# Excerpted passage
::::::

Other signers include the American Society of News Editors, the American Library Association, the Constitution Project and Human Rights Watch.

“There is an urgent need for the US to reevaluate and rewrite surveillance laws and put in place better safeguards against security agency overreach,” Human Rights Watch’s Andrew Stroehlein said Thursday.

“The ACLU signed the letter ,” ACLU Staff Attorney Alex Abdo wrote, “because the debate that the administration claims to have welcomed on NSA surveillance cannot take place in a vacuum. We need to know more about how those programs operate so that the public can decide for itself whether they are appropriate and necessary.”

The letter is also accompanied by a petition to the White House, which you can sign here.

The letter and the petition ask the government to allow companies like Google and Microsoft to publish the number of government requests for information about their users made under specific legal authorities such as Section 215 of the Patriot Act, Section 702 of the FISA Amendments Act, the various National Security Letter statutes, and others; the number of individuals, accounts, or devices for which information was requested under each authority; and the number of requests under each authority that sought communications content, basic subscriber information, and/or other information.

Two days earlier, 19 organizations, including Unitarian church groups, gun ownership advocates, and a broad coalition of membership and political advocacy organizations filed suit against the National Security Agency for violating their First Amendment right of association by illegally collecting their call records. The coalition is represented by the Electronic Frontier Foundation (EFF), a group with years of experience fighting illegal government surveillance in the courts.

“The First Amendment protects the freedom to associate and express political views as a group, but the NSA’s mass, untargeted collection of Americans’ phone records violates that right by giving the government a dramatically detailed picture into our associational ties,” said Foundation Legal Director Cindy Cohn. “Who we call, how often we call them, and how long we speak shows the government what groups we belong to or associate with, which political issues concern us, and our religious affiliation. Exposing this information – especially in a massive, untargeted way over a long period of time – violates the Constitution and the basic First Amendment tests that have been in place for over 50 years.”

::::::

# Stored records
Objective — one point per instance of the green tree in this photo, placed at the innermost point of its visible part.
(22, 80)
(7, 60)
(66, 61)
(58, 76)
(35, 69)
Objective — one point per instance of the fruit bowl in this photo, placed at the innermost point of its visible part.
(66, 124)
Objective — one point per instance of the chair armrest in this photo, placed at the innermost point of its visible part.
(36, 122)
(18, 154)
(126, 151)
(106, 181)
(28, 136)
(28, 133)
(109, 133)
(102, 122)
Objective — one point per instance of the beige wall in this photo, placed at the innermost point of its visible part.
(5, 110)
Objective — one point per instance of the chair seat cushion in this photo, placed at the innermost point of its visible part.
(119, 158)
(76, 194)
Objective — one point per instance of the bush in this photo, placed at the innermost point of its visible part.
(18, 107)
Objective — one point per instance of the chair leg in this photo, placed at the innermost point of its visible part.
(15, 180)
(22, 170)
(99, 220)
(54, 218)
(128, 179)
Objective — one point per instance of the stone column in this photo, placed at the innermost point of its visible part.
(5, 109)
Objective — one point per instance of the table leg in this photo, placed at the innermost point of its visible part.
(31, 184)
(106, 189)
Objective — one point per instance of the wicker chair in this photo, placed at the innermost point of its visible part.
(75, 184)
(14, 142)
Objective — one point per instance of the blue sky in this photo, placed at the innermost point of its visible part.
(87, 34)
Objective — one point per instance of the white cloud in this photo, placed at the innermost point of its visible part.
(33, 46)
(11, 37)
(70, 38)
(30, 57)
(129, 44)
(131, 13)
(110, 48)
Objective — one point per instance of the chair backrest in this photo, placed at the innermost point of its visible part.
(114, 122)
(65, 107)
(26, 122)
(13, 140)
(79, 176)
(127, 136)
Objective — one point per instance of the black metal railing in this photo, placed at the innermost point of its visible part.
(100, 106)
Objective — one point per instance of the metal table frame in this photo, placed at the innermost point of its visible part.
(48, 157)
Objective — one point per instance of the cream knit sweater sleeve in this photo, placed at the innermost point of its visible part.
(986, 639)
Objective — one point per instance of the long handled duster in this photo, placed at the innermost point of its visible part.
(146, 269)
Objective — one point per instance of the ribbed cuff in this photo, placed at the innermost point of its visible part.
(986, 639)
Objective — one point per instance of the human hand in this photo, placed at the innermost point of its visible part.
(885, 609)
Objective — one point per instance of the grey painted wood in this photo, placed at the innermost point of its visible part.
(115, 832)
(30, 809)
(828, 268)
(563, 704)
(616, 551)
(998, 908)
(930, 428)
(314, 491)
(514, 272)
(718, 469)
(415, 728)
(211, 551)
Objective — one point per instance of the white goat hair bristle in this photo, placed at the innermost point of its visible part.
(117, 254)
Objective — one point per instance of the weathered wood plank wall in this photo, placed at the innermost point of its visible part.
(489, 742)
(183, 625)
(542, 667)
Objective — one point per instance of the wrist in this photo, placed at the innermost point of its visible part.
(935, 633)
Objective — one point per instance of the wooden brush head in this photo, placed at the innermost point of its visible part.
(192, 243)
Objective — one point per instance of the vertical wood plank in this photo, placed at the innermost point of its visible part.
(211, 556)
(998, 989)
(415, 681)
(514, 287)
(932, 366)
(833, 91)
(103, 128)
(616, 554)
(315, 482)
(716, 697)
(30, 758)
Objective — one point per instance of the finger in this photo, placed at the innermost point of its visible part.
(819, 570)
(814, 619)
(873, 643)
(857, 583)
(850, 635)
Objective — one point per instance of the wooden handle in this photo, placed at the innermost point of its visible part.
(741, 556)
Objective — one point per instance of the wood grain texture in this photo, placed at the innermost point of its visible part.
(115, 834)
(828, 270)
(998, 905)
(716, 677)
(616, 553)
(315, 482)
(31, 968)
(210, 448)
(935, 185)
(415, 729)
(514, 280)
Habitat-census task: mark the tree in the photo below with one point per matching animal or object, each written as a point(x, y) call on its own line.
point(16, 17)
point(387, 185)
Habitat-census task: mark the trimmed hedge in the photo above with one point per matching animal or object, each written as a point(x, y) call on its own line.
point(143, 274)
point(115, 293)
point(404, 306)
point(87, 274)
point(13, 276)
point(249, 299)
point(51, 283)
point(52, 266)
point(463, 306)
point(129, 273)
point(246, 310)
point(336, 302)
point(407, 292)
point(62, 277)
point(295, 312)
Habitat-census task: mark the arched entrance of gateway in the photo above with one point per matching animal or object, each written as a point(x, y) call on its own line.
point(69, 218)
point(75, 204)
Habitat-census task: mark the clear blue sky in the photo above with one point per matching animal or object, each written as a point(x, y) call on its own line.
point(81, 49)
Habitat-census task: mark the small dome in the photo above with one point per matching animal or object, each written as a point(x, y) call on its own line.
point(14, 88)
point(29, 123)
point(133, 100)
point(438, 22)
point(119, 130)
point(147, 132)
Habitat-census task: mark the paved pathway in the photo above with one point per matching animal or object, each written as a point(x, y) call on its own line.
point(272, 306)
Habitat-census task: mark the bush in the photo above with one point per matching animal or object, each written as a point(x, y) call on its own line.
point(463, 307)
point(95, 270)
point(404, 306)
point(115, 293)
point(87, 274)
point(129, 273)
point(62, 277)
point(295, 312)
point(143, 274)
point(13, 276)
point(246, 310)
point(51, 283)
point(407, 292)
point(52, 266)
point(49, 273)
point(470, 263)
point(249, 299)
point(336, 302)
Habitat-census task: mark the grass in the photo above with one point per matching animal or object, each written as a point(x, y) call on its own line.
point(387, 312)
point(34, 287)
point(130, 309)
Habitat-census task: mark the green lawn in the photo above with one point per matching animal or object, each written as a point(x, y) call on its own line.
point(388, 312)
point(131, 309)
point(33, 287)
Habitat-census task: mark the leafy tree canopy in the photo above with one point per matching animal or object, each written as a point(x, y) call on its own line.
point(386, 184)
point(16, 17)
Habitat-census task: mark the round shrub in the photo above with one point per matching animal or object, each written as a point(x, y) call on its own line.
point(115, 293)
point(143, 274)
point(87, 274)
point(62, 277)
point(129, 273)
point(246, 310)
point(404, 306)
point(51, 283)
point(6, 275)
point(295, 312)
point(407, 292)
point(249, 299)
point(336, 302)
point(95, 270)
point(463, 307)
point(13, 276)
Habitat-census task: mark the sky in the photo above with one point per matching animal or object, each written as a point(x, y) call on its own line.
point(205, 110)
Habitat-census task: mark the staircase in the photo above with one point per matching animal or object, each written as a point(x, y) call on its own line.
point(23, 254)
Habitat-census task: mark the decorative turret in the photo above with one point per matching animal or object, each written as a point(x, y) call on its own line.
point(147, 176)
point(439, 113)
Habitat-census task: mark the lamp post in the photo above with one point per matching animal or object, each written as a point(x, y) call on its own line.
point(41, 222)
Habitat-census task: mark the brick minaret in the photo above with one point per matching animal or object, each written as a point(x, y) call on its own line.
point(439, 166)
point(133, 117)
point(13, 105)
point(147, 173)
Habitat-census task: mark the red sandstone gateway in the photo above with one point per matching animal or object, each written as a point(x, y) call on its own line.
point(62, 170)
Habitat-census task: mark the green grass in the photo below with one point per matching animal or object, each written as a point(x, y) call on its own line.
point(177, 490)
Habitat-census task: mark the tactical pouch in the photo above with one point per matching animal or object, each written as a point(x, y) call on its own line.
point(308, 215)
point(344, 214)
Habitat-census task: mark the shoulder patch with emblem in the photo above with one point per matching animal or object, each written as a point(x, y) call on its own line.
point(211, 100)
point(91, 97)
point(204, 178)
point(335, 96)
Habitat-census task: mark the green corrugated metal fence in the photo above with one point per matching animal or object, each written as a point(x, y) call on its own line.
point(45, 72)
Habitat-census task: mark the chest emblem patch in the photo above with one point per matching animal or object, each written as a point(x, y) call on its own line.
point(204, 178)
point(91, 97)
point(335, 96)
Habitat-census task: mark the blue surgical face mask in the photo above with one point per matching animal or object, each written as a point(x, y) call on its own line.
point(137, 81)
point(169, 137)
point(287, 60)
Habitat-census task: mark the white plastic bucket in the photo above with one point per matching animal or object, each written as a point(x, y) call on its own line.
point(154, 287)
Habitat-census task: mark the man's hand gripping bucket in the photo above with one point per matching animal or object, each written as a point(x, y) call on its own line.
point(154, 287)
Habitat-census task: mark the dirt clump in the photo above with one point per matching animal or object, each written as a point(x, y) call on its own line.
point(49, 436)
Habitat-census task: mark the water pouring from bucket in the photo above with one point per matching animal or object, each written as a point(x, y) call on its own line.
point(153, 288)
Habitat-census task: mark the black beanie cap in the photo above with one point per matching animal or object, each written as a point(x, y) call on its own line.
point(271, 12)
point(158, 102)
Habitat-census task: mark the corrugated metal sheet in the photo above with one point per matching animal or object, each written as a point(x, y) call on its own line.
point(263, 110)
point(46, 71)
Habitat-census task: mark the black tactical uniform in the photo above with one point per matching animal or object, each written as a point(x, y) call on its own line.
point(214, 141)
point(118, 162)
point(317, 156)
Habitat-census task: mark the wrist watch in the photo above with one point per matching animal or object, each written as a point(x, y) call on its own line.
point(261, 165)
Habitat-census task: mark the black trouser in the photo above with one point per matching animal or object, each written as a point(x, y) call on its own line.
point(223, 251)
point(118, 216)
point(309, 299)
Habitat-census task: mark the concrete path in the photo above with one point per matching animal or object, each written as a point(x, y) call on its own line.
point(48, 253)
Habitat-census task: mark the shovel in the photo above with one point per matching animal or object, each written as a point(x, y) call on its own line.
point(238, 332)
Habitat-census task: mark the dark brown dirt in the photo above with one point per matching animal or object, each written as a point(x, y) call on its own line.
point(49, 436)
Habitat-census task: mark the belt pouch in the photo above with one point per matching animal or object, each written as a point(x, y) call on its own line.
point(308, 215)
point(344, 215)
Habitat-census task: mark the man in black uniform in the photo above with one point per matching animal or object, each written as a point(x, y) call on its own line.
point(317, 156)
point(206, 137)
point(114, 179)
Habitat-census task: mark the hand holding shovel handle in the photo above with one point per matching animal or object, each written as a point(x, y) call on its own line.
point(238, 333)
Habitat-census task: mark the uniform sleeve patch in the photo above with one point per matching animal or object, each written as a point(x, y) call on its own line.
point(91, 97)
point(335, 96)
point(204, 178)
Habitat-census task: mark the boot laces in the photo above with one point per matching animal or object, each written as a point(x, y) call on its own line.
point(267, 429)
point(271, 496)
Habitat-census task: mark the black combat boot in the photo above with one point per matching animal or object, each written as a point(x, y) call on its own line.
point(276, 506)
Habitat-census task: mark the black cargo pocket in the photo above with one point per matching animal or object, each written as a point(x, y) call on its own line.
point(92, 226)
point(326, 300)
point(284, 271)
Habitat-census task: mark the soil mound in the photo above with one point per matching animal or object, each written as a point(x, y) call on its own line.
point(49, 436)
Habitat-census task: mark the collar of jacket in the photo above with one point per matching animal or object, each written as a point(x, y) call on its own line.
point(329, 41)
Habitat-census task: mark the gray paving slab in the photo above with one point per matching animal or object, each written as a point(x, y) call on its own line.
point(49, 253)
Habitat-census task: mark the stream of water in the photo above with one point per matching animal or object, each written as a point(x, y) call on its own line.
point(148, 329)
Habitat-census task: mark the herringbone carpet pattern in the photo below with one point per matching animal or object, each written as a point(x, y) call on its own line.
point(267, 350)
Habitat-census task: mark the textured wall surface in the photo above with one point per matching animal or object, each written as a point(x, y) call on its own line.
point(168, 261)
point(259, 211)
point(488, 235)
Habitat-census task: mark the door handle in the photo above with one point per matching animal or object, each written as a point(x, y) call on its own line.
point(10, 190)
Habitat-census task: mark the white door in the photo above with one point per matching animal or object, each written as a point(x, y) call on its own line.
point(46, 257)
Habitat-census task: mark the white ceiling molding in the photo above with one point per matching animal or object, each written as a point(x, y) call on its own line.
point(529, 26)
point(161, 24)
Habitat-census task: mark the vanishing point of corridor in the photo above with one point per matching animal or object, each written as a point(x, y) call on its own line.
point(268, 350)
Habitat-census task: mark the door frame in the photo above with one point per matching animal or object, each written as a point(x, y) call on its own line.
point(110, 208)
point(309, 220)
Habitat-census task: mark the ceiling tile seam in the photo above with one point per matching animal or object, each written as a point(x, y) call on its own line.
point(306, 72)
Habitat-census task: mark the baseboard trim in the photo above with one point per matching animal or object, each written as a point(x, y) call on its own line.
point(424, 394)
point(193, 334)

::::::

# Work required
In the NSA surveillance passage, which group represents the 19 organizations that sued the National Security Agency?

# Worked answer
The Electronic Frontier Foundation (EFF).